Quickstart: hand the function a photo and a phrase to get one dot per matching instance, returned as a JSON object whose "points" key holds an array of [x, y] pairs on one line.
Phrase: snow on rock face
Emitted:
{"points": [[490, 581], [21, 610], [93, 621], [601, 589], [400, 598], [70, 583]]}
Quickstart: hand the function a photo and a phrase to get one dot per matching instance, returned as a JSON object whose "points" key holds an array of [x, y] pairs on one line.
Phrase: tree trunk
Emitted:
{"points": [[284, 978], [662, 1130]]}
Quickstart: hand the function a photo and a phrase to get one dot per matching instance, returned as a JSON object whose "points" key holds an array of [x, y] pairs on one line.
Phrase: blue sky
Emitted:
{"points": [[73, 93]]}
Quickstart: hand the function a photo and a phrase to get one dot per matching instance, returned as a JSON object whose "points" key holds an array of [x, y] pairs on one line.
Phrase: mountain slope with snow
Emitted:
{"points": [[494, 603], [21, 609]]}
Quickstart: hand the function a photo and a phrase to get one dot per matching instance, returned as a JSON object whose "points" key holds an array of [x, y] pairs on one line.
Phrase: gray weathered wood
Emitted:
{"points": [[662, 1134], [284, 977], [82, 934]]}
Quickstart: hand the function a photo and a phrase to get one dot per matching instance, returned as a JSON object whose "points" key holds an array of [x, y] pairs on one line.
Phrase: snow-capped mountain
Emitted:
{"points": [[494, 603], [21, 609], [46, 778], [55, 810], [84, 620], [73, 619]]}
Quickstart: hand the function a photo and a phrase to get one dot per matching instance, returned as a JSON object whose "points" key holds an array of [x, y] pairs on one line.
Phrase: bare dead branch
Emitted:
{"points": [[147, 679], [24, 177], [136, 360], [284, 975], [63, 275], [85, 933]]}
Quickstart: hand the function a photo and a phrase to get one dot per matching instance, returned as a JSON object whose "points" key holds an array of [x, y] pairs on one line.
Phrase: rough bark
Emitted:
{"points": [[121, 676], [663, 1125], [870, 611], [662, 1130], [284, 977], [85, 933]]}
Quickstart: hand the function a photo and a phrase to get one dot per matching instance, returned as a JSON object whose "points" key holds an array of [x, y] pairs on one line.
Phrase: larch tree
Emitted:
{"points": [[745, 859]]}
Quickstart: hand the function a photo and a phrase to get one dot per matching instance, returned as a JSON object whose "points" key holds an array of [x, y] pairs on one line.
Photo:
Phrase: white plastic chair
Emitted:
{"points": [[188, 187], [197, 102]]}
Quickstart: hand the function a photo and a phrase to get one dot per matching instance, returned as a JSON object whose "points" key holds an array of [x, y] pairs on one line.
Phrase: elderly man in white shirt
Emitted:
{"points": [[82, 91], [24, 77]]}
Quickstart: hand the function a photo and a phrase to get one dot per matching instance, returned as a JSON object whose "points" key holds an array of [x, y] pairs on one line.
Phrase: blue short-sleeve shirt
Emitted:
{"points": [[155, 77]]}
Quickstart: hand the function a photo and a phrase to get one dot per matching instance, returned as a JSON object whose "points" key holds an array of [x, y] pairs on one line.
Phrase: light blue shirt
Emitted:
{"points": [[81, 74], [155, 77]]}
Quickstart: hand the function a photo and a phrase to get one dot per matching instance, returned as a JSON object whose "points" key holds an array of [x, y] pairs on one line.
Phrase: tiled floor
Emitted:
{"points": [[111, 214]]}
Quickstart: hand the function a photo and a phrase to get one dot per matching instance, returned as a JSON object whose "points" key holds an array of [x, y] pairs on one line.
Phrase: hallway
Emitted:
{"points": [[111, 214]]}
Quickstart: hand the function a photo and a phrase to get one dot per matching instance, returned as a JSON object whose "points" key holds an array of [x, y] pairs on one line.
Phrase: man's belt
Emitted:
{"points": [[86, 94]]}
^^^^^^^^^^^^^^^^
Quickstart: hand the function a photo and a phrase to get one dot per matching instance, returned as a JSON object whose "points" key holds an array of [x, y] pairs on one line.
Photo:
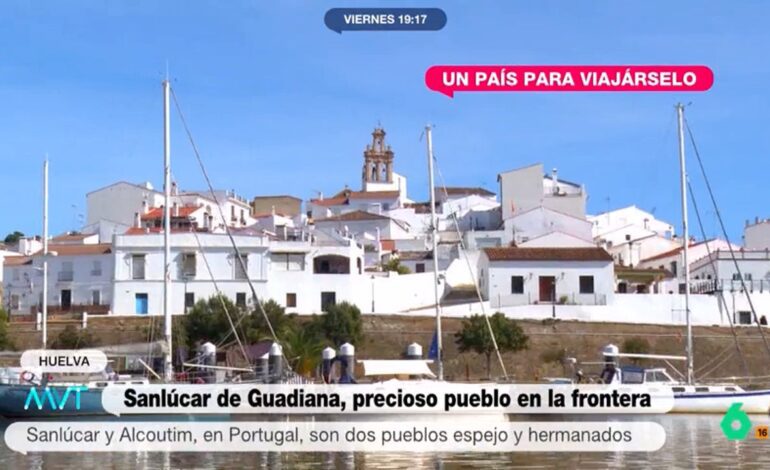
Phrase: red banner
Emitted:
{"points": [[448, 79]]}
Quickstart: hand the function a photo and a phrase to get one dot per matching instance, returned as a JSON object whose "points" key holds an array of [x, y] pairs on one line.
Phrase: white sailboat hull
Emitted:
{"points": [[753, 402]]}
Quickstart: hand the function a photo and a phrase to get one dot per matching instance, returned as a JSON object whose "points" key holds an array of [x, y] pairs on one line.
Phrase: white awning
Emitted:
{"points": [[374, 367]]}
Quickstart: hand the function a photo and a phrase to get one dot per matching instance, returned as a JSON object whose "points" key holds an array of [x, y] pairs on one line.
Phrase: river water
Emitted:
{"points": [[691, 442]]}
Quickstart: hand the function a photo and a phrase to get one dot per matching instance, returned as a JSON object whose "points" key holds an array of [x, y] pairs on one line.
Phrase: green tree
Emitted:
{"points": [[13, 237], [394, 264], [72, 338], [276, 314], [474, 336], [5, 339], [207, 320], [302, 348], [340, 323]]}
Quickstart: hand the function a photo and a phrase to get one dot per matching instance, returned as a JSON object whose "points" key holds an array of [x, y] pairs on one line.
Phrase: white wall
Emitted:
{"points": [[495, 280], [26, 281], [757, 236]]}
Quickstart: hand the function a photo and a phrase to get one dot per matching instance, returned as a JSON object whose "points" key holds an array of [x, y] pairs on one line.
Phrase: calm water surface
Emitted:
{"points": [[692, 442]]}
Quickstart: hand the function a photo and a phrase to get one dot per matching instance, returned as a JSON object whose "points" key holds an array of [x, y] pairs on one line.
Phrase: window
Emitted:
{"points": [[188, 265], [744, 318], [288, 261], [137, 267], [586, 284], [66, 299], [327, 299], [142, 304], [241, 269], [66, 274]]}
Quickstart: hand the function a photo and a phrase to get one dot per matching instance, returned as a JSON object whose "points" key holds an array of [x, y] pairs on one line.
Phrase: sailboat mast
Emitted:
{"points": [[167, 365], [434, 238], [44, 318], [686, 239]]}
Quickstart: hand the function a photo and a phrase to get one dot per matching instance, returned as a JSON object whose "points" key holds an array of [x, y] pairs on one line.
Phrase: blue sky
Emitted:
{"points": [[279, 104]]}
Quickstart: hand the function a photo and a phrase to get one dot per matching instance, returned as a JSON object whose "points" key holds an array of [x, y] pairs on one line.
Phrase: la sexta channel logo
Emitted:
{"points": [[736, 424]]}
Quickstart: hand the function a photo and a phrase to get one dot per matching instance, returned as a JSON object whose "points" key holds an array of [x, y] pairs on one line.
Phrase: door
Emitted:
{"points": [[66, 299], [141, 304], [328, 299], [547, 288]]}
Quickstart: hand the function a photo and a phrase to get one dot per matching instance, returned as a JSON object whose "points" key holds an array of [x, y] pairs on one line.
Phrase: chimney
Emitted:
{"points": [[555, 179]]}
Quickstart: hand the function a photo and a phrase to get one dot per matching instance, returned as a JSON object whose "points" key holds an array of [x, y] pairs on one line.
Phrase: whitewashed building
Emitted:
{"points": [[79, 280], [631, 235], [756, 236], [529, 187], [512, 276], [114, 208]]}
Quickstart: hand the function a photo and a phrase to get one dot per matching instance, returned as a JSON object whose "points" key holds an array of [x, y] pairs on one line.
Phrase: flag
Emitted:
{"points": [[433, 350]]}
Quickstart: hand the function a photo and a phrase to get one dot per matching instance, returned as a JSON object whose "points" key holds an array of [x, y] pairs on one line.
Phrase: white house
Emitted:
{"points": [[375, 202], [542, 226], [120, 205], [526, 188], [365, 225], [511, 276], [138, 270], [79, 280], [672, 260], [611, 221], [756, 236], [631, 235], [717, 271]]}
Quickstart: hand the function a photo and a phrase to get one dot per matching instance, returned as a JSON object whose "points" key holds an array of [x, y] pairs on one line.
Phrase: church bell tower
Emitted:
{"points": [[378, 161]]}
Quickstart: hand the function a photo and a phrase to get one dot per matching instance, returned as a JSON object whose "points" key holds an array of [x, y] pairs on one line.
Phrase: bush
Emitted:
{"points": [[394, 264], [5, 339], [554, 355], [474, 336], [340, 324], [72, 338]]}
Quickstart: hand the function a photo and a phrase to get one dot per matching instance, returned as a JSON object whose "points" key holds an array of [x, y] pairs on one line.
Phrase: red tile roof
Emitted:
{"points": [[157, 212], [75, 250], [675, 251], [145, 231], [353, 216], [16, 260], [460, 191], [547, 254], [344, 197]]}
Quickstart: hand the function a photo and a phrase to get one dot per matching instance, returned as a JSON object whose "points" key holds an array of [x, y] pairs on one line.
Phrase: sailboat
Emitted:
^^^^^^^^^^^^^^^^
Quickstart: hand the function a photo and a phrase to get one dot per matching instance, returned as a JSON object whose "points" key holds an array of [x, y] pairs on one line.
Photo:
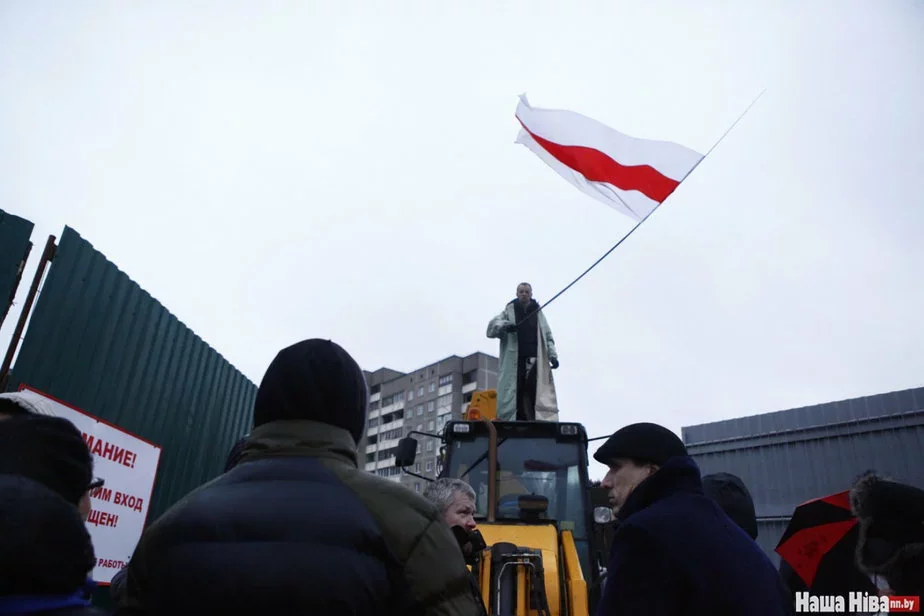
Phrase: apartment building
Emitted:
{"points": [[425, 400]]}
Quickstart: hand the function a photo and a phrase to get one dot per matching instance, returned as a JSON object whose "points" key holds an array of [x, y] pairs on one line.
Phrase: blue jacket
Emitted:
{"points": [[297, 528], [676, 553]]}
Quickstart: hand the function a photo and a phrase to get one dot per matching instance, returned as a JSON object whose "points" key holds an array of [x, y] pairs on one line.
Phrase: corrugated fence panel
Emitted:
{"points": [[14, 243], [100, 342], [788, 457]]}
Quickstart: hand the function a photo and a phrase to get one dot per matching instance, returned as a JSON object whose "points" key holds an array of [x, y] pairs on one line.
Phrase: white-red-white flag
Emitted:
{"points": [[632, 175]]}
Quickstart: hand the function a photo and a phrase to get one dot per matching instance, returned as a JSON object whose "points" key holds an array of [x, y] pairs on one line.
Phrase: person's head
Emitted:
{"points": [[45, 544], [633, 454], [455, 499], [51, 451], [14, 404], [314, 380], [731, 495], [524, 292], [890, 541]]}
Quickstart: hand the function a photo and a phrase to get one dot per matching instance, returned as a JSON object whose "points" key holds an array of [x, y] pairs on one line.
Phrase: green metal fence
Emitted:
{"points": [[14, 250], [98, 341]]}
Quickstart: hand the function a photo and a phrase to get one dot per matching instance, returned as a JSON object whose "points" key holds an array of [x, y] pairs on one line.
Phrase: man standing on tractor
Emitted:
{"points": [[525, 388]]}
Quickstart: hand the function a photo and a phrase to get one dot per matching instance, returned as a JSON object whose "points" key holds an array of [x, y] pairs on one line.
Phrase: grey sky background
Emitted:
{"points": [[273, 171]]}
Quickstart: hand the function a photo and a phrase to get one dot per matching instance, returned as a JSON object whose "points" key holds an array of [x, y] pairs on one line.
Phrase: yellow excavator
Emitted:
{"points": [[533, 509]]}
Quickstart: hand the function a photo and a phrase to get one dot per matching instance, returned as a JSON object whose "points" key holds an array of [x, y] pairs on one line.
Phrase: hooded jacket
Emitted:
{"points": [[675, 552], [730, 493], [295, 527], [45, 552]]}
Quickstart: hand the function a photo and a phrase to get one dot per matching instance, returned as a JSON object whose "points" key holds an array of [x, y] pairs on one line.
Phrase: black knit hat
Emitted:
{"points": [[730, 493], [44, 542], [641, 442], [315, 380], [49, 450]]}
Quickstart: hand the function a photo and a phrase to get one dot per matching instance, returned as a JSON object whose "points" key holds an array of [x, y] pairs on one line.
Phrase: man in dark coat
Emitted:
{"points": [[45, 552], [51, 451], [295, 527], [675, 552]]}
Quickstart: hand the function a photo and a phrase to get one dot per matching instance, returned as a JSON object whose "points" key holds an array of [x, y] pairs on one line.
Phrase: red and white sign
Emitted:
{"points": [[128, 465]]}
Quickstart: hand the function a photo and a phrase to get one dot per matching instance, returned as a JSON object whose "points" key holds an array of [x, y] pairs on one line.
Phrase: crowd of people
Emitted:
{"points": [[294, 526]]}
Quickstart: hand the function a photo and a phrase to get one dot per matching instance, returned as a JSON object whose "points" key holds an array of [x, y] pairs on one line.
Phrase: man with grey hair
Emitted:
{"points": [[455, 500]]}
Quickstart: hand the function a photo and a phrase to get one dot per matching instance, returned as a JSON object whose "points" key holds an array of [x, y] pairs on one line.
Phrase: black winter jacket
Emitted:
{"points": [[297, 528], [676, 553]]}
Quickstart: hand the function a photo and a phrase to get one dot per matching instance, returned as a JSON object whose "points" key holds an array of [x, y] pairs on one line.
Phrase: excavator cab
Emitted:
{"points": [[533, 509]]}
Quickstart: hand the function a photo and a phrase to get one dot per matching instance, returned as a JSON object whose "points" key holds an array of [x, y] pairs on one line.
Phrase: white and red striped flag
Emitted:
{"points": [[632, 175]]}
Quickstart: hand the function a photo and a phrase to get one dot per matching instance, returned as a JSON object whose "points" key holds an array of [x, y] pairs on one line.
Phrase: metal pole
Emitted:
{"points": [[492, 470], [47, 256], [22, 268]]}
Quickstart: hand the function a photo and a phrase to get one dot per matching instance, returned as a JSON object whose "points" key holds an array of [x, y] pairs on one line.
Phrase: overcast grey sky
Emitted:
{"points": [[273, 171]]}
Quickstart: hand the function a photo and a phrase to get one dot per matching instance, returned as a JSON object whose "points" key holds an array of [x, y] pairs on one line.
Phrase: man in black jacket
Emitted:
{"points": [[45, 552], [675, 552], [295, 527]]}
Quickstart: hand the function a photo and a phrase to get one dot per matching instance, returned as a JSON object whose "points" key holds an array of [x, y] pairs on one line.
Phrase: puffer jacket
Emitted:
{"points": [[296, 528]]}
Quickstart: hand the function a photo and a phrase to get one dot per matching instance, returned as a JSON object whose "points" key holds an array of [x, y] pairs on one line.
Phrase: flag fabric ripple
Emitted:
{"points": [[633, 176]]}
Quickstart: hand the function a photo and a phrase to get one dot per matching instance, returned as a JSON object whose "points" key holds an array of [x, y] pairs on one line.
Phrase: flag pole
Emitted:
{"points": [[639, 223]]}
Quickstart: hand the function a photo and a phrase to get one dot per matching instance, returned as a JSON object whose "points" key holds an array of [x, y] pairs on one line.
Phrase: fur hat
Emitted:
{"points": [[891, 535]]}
^^^^^^^^^^^^^^^^
=== Task details ===
Copy out each line of the entries above that holds "grey".

=== Problem solution ===
Phrase: grey sky background
Phrase: man with grey hair
Phrase: overcast grey sky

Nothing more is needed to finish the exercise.